WORK REQUIRED
Locate every line below that contains the word "robe", and copy each of those lines. The match is case-sensitive.

RECORDS SHOWN
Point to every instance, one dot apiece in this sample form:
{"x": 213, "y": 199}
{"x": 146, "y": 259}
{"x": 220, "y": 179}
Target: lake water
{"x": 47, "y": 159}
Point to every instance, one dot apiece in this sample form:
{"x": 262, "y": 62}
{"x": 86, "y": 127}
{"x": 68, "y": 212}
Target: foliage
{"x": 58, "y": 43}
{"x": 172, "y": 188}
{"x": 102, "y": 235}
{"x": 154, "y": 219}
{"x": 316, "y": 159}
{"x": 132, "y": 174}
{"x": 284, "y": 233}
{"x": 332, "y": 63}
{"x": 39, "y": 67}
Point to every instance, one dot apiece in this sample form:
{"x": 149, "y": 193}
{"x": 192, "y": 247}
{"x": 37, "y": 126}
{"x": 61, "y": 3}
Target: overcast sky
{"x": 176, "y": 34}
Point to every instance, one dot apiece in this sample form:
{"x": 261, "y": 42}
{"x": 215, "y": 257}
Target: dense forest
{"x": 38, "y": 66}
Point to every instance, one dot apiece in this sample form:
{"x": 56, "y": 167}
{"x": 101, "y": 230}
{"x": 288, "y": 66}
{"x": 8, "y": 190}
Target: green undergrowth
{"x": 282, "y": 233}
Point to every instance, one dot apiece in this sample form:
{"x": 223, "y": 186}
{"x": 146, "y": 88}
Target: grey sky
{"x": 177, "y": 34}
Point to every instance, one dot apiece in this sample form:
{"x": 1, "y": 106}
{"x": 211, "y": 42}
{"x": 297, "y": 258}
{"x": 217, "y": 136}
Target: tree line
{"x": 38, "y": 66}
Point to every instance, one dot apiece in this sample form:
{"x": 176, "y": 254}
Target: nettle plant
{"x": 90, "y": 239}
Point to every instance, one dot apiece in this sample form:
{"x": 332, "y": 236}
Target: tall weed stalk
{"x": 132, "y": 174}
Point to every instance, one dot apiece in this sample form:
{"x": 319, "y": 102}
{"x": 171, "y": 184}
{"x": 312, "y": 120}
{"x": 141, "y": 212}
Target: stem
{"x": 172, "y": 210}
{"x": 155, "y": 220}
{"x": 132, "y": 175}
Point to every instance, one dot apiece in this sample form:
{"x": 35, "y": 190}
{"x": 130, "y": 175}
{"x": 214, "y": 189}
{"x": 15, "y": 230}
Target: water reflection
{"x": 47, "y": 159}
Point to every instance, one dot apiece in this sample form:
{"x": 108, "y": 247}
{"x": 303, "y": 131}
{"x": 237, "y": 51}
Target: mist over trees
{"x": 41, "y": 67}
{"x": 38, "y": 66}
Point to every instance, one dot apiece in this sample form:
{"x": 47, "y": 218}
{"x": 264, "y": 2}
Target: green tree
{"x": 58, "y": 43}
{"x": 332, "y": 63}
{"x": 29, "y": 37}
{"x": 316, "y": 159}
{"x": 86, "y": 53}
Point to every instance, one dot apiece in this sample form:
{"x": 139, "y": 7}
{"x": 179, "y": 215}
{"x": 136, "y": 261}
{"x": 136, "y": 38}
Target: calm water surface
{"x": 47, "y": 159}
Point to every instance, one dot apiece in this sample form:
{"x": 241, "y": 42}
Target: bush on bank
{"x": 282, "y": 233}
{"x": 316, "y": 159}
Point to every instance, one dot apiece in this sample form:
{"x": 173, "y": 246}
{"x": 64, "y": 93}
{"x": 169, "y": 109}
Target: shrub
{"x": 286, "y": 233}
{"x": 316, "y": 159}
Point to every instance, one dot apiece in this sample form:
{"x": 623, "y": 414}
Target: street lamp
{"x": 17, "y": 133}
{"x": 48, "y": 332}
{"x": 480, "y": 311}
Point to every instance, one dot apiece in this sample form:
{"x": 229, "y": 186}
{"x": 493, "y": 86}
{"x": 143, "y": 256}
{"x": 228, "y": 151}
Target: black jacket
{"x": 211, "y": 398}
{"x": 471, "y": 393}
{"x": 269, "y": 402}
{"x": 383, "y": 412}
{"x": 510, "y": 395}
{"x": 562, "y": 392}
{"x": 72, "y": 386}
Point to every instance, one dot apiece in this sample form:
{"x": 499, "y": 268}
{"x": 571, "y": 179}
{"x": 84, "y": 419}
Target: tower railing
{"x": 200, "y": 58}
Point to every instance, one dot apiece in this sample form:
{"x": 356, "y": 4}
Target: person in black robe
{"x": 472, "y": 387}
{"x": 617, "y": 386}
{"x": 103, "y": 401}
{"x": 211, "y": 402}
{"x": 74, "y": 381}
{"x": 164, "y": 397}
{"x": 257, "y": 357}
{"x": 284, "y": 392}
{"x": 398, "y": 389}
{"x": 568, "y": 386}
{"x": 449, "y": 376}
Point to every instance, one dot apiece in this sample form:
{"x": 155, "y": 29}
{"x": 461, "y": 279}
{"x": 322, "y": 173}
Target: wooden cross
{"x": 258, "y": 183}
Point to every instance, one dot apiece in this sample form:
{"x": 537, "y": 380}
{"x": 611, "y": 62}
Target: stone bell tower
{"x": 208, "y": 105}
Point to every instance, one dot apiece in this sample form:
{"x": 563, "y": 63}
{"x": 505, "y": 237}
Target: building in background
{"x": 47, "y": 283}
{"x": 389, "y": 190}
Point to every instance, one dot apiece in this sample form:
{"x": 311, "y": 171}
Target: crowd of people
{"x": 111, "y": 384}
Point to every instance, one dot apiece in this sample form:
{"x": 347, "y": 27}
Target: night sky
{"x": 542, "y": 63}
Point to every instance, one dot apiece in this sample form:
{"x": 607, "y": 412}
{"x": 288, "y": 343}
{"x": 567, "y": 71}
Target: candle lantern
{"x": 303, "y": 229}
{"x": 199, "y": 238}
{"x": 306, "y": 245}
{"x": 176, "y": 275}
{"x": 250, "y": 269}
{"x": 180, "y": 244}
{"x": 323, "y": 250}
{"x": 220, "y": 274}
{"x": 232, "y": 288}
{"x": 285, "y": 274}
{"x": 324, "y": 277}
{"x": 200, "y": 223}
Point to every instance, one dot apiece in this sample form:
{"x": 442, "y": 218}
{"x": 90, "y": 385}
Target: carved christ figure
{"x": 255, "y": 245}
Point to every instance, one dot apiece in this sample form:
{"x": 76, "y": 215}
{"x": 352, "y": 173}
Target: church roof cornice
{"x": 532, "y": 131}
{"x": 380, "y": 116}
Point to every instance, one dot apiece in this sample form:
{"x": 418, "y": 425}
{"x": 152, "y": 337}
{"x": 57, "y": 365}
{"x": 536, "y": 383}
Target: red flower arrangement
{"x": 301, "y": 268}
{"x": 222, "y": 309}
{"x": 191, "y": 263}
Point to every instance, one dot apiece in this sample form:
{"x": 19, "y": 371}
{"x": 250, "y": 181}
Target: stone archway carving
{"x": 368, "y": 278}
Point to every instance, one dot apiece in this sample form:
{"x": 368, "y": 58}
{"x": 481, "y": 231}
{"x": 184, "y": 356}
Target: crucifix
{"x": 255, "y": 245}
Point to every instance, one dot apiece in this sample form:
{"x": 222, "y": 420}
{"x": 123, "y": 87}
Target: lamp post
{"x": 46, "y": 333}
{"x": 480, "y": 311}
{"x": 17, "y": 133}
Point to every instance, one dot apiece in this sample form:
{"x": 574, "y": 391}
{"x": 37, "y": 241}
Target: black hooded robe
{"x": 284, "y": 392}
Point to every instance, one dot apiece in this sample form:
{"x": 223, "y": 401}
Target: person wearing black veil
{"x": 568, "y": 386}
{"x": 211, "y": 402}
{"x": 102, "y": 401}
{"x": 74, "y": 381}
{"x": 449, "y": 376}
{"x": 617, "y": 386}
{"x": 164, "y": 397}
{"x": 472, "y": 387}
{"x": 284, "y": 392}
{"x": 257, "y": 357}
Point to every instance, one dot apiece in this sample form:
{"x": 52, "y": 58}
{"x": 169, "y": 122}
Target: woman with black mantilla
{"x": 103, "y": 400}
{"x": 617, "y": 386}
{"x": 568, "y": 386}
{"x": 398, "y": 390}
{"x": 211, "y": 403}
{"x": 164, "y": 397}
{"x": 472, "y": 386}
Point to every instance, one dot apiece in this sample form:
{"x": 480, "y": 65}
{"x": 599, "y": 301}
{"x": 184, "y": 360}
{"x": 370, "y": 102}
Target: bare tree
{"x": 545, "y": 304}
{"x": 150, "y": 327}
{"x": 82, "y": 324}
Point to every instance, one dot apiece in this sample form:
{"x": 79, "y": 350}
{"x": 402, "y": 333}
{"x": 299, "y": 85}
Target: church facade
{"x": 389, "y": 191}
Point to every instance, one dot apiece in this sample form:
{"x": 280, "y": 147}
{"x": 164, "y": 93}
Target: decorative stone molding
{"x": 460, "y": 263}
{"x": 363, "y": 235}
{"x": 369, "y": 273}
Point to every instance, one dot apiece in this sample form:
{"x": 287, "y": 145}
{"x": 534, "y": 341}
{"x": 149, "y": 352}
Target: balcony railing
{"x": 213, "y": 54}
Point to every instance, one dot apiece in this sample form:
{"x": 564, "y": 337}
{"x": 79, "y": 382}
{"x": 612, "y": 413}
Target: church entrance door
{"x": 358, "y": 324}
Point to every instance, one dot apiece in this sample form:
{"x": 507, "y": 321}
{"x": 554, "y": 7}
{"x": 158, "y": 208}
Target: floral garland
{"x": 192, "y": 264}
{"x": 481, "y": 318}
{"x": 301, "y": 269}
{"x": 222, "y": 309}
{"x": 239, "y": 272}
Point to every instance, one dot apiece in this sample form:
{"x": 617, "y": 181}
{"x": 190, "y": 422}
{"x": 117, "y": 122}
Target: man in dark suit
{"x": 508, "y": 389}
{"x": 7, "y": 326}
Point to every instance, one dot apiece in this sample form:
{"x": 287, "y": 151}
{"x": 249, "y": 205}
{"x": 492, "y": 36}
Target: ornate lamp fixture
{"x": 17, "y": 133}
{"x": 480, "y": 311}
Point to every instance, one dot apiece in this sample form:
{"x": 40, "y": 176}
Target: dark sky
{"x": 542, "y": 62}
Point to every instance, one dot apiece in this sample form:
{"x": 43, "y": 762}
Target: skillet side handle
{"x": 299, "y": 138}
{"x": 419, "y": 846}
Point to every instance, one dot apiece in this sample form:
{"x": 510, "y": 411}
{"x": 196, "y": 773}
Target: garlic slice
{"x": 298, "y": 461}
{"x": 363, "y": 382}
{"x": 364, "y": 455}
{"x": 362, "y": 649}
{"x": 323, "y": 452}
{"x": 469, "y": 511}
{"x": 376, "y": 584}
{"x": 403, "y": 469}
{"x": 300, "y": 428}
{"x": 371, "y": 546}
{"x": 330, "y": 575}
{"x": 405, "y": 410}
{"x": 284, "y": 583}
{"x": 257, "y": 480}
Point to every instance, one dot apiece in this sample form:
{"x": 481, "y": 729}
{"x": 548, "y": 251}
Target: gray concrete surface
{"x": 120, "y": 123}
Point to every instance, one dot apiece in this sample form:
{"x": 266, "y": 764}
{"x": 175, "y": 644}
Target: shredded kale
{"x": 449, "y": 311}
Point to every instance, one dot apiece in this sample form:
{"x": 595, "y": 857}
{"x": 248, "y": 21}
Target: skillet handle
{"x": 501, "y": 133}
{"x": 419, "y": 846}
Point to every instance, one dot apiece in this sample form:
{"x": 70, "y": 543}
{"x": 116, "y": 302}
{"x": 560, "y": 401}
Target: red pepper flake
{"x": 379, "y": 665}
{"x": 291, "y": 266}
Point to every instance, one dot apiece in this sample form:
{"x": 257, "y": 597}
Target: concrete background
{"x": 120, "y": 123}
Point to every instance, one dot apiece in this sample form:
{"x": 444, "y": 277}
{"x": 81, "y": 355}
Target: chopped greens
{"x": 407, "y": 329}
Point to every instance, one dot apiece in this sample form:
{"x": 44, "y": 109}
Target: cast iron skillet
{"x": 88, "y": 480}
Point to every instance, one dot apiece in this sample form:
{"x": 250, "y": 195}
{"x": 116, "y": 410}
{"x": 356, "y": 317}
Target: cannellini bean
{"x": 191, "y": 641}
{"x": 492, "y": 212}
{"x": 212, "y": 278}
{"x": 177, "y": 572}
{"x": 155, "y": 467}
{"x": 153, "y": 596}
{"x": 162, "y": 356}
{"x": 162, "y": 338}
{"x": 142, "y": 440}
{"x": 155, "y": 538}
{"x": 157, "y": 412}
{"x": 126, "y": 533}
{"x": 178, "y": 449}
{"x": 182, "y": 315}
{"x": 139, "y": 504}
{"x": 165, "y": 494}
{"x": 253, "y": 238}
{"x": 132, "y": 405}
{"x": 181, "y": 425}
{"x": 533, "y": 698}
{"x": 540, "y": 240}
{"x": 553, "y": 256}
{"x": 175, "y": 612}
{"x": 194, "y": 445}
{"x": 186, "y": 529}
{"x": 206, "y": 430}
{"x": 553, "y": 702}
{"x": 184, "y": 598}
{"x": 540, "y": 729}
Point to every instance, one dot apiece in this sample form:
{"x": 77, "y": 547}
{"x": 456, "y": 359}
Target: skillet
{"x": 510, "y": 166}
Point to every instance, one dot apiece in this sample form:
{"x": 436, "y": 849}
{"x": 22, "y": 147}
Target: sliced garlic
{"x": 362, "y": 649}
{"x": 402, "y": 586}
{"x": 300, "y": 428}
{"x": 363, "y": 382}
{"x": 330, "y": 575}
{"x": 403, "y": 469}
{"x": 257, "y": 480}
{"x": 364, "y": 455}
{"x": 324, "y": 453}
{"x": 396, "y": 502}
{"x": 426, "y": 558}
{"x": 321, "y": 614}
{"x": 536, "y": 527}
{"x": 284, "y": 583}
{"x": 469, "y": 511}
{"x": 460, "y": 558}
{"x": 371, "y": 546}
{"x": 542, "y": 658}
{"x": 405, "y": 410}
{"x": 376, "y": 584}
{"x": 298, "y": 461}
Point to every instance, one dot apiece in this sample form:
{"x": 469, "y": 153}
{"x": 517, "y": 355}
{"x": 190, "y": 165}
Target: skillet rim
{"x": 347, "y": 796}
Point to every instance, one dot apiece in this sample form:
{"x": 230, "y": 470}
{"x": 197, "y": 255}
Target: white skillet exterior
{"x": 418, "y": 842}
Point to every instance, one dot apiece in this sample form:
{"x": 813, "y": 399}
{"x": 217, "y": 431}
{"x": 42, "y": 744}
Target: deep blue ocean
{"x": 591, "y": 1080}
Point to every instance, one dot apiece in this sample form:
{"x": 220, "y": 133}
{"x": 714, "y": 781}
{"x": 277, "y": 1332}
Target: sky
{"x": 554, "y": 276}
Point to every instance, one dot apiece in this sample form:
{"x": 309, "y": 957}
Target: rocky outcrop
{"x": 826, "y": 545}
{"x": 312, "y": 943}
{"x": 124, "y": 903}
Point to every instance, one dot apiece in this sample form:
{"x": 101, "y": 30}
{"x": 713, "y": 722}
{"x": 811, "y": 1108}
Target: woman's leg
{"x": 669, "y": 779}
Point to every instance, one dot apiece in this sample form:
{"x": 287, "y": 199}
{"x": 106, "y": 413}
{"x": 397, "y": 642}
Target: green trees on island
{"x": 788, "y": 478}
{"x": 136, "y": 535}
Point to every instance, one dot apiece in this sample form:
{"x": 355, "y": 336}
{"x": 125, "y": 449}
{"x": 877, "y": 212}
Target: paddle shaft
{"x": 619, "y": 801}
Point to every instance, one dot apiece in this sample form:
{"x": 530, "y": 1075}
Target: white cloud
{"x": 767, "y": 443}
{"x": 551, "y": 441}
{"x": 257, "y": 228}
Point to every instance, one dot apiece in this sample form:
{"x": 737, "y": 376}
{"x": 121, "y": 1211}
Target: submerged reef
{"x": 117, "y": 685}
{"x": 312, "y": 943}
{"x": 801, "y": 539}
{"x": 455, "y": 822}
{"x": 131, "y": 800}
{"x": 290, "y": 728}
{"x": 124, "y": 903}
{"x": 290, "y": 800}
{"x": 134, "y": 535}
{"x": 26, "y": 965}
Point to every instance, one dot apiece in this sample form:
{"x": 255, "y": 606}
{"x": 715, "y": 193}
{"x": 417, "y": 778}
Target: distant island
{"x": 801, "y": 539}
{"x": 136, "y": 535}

EXERCISE RESPONSE
Target: person in black robe
Target: black hooded robe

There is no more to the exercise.